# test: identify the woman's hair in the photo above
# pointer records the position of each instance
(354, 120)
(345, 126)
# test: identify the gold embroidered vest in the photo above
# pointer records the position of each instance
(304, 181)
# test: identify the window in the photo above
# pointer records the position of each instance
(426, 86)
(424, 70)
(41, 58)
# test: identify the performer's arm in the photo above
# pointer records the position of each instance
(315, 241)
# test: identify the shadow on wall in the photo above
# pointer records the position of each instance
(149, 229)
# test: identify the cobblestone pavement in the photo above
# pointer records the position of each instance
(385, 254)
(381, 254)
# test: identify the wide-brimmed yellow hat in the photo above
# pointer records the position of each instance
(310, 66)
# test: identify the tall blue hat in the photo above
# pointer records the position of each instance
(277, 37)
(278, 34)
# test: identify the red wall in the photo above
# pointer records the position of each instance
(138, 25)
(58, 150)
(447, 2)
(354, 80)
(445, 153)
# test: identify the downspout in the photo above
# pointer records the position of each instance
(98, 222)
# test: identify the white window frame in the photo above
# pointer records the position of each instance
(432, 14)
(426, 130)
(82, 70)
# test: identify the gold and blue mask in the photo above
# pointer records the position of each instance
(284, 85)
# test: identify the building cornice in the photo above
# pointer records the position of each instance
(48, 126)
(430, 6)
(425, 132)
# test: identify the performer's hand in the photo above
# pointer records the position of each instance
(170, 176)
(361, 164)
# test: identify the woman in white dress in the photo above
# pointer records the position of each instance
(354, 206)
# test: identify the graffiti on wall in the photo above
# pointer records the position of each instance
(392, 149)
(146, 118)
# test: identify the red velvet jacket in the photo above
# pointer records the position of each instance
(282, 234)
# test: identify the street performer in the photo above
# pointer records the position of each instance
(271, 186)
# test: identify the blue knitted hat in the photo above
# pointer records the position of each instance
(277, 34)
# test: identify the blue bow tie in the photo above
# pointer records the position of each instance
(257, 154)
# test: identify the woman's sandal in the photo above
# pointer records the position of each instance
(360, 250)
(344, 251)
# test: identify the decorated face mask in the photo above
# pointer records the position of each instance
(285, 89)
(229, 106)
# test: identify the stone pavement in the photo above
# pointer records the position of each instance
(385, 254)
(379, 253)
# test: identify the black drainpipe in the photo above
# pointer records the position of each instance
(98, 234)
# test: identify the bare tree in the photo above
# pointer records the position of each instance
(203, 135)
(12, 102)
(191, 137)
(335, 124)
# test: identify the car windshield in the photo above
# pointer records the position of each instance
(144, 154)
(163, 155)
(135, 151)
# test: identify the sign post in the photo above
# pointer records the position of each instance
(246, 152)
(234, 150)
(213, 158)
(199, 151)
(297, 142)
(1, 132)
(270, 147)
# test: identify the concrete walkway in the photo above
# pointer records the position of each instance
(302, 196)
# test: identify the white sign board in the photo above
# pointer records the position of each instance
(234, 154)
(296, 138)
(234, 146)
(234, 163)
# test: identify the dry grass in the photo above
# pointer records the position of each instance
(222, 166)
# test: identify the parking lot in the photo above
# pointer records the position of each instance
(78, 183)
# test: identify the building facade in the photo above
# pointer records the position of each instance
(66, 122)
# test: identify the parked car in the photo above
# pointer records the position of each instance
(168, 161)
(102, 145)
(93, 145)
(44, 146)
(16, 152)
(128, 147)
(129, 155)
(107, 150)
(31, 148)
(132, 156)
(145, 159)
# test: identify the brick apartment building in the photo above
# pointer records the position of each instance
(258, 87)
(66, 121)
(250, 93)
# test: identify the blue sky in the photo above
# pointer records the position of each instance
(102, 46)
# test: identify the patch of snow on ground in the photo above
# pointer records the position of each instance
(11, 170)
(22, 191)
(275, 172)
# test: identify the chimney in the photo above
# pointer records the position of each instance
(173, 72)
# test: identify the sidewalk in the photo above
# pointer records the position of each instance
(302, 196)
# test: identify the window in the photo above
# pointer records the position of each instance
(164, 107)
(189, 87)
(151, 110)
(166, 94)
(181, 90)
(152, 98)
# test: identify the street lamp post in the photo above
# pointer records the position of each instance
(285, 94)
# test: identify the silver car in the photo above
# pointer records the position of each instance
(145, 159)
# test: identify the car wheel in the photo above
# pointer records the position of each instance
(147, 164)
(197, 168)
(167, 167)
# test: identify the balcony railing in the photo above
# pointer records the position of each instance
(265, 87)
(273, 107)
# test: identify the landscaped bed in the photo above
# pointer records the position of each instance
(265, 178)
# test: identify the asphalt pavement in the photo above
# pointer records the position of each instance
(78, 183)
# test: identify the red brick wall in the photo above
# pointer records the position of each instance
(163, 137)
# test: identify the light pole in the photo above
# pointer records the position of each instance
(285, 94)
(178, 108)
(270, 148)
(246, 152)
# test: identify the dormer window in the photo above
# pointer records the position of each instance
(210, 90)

What is needed.
Can you reproduce all the items above, substituting "occurrence" for every "instance" and leaving everything else unchanged?

Exercise output.
# test: identify the woman's hair in the photo above
# pointer records the position of each occurrence
(354, 120)
(345, 126)
# test: identify the gold embroidered vest in the photo above
# pointer records the position of each occurrence
(304, 181)
# test: identify the window in the photo above
# pointer records the position of each occurrence
(426, 86)
(424, 70)
(41, 58)
# test: identify the performer's arm in the photo above
# pointer records the position of each occurrence
(315, 241)
# test: identify the shadow on wall in the photo above
# pointer records the position of each occurrence
(149, 229)
# test: identify the cobblestone pavement in the photo above
# pointer records the position of each occurrence
(385, 254)
(381, 254)
# test: identify the wide-brimmed yellow hat in the photo above
# pointer records the position of each occurrence
(310, 66)
# test: identify the tall blue hat in the photo above
# pointer records the position of each occurrence
(277, 37)
(278, 34)
# test: identify the red wall in the photo above
# pointer records the position of each occurrence
(138, 25)
(58, 150)
(447, 2)
(354, 80)
(445, 153)
# test: identify the downspout in the photo above
# pointer records the position of each occurrence
(98, 222)
# test: identify the white window frame in the photo above
# pointer records the position of each occurrence
(432, 14)
(426, 130)
(82, 70)
# test: identify the gold and blue mask in the photo above
# pointer records the position of each occurrence
(284, 85)
# test: identify the building cornice in the photo above
# pointer records the position of each occurrence
(48, 126)
(430, 6)
(425, 132)
# test: identify the performer's hand in the photo above
# pointer records the position of each occurrence
(170, 176)
(361, 164)
# test: identify the woman in white dress in the photo above
# pointer records the position of each occurrence
(354, 206)
# test: identify the graffiti on wall in the photo above
# pointer records the position of each occurrence
(392, 149)
(146, 118)
# test: identify the red velvet jacket in the photo above
# pointer records the position of each occurrence
(282, 234)
# test: identify the street performer in the photo above
# pointer records the position of each occurrence
(271, 186)
# test: identify the blue knitted hat in the photo above
# pointer records the position of each occurrence
(277, 34)
# test: identify the blue bow tie in the photo above
# pointer records the position of each occurrence
(257, 154)
# test: identify the woman's sandal in the photo above
# pointer records the position of each occurrence
(360, 250)
(344, 251)
# test: identify the decorated face mask in the photo above
# pointer records the position of each occurrence
(285, 89)
(229, 106)
# test: identify the stone pavement in the photo above
# pointer records the position of each occurrence
(385, 254)
(379, 253)
# test: identify the black drainpipe in the photo above
# pointer records the position of each occurrence
(98, 234)
# test: identify the bare tree in the photo above
# pointer records the position of each occurrence
(203, 135)
(12, 102)
(191, 137)
(335, 124)
# test: identify the car windshield in the photo above
# pointer records the position of each occurrence
(144, 154)
(163, 155)
(135, 151)
# test: identify the sign post in the photo above
# pointer records the position of each occurrence
(246, 152)
(234, 150)
(213, 158)
(199, 151)
(297, 142)
(1, 132)
(270, 147)
# test: identify the concrete walkway in the photo above
# pointer records the position of each occurrence
(302, 196)
# test: identify the white sign board in the photo above
# pointer records the position of each occurrence
(234, 154)
(296, 138)
(234, 146)
(234, 163)
# test: identify the dry grass in the photo above
# pointer records the position of each occurrence
(222, 166)
# test: identify the parking lot in the photo above
# pointer records the position of each occurrence
(78, 183)
# test: identify the building facade in the photo above
# pointer records the position of each occurrence
(66, 122)
# test: identify the parked car in the photo above
# pointer records the position of each occurrence
(168, 161)
(102, 145)
(93, 145)
(44, 146)
(16, 152)
(128, 147)
(129, 155)
(107, 150)
(31, 148)
(132, 156)
(145, 159)
# test: identify the brick apartment building in the photo above
# pointer records the position of each occurrence
(258, 87)
(66, 121)
(250, 93)
# test: identify the blue sky in the photo above
# pointer records the position of each occurrence
(102, 46)
# test: identify the patch of snow on ground in the photo above
# pointer records the position of each occurrence
(11, 170)
(22, 191)
(275, 172)
# test: identify the chimney in the photo above
# pointer records the position of each occurrence
(173, 72)
# test: identify the sidewalk in the photo above
# pointer records the position of each occurrence
(302, 196)
# test: identify the window in the photo above
# pointer records the position of each occurrence
(164, 107)
(189, 87)
(151, 110)
(166, 94)
(181, 90)
(152, 98)
# test: identify the street lamp post in the photo above
# pointer records the position of each occurrence
(285, 94)
# test: identify the silver car in the photo above
# pointer records the position of each occurrence
(145, 159)
# test: identify the car wheel in the photo above
# pointer records the position of each occurrence
(147, 164)
(197, 168)
(167, 167)
# test: identify the balcony railing in the photo above
# pointer records the position of each occurrence
(265, 87)
(273, 107)
# test: identify the landscaped bed in the photo above
# pointer records the position of each occurrence
(265, 178)
# test: identify the asphalt pavement in the photo above
# pointer records the position of each occurrence
(78, 183)
# test: identify the red brick wall in the photo above
# pointer records the position of each occurrence
(163, 137)
# test: identify the light pole in the photo above
# pointer records the position of each occurrence
(285, 94)
(178, 108)
(270, 148)
(246, 152)
# test: identify the dormer window in the photo above
# pointer records the position of each occurrence
(210, 90)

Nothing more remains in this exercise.